[Prompt]: Return every line of the records below that contains the word "surface", copying each one in full. Case counts.

### Raw data

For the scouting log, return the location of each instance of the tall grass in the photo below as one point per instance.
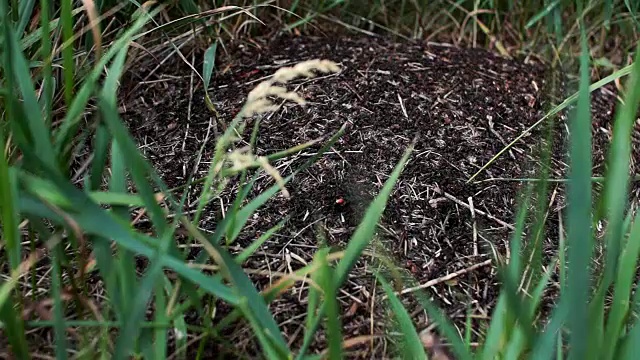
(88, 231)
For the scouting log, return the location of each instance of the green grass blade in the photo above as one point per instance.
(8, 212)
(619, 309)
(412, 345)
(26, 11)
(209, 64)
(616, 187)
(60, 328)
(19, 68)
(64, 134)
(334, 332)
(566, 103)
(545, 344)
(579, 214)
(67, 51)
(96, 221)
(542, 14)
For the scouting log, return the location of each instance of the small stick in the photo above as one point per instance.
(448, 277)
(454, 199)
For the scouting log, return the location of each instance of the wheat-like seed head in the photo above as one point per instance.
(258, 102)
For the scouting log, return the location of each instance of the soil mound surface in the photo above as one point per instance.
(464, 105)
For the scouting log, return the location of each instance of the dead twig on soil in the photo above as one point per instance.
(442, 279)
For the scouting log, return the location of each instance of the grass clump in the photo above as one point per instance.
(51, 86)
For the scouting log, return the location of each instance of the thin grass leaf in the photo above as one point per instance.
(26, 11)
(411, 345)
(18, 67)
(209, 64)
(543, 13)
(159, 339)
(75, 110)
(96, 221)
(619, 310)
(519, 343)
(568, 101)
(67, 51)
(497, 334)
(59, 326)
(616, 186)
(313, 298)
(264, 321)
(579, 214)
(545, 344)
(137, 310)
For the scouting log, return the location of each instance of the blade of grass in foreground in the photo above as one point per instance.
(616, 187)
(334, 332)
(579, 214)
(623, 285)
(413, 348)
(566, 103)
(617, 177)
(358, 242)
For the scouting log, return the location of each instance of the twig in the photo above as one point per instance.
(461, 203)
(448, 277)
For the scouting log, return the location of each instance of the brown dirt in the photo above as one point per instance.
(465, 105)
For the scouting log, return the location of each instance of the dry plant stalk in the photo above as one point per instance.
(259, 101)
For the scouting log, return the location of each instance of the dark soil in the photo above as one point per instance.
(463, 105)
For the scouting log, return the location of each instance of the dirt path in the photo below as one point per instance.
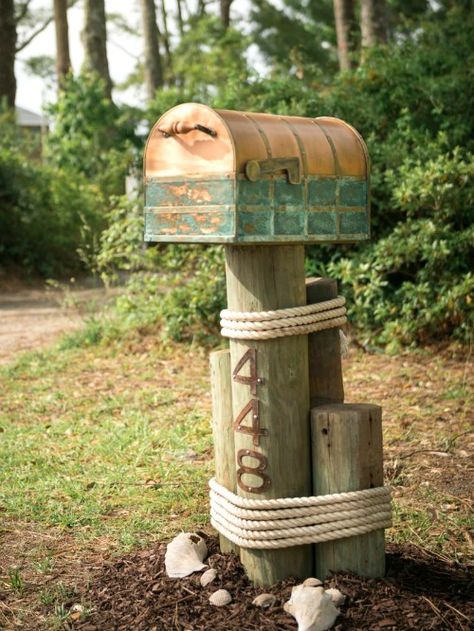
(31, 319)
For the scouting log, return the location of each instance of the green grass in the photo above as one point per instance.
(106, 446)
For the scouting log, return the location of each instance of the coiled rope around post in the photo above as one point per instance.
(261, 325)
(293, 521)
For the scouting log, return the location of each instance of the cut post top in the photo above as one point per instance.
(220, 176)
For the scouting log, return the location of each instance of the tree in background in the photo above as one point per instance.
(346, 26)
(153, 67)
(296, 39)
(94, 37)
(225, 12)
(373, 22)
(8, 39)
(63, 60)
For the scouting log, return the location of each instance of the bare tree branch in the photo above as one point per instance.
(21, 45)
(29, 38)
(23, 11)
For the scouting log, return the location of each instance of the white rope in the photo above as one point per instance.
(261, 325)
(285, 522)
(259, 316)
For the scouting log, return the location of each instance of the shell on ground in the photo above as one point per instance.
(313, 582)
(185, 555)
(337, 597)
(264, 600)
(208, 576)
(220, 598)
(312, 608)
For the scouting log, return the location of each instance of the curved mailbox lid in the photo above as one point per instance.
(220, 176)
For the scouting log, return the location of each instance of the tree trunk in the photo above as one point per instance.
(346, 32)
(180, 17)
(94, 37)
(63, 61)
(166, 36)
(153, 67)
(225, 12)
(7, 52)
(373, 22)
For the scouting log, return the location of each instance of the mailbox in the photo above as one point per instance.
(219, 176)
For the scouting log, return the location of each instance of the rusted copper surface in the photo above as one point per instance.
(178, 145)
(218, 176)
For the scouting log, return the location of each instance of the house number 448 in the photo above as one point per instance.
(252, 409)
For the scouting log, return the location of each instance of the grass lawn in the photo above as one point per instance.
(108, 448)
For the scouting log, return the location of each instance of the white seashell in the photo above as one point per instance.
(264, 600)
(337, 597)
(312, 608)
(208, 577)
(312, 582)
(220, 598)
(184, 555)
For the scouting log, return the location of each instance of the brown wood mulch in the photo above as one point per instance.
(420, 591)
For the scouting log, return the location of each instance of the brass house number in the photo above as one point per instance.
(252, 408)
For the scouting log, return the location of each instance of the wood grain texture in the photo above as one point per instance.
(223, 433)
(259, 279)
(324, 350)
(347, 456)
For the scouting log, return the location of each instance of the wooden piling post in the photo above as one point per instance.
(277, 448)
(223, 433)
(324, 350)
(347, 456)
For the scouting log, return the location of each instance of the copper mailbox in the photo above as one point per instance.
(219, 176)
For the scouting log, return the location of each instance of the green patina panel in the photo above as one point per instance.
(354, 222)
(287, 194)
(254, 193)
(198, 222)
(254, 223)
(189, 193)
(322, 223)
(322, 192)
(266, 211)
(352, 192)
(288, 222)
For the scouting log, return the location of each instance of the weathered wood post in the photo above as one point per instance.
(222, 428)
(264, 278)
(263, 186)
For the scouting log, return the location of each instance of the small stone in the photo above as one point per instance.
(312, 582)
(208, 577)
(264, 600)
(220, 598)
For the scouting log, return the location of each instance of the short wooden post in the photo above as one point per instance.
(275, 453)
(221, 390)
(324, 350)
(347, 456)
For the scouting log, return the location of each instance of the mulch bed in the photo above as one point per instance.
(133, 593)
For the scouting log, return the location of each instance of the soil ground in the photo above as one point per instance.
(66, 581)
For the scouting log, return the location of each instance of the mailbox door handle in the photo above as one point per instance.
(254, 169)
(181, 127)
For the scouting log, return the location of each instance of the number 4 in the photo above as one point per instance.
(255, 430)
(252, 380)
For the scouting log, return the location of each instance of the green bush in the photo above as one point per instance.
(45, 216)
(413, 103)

######
### Raw data

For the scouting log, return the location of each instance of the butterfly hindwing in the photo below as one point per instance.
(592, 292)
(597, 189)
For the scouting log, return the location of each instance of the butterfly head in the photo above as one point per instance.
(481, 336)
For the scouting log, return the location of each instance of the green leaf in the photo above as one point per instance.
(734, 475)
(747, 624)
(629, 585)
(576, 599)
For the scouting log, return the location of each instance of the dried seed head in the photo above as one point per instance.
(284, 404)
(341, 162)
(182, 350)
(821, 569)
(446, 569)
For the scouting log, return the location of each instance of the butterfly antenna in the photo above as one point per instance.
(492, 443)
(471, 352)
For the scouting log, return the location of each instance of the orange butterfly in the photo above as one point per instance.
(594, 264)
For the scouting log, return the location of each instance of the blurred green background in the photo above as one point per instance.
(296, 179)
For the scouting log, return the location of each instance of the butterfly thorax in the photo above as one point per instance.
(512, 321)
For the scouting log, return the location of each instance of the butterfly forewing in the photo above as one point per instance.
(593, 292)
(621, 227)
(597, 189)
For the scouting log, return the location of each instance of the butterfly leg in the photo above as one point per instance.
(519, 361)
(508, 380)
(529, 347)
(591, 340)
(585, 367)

######

[Exercise result]:
For the scouting log, return the location of each instance of the soil mound surface in the photo above as one point per instance.
For the scouting log, return the location of each instance of the rusted copper surface in the photo above as one point per instance.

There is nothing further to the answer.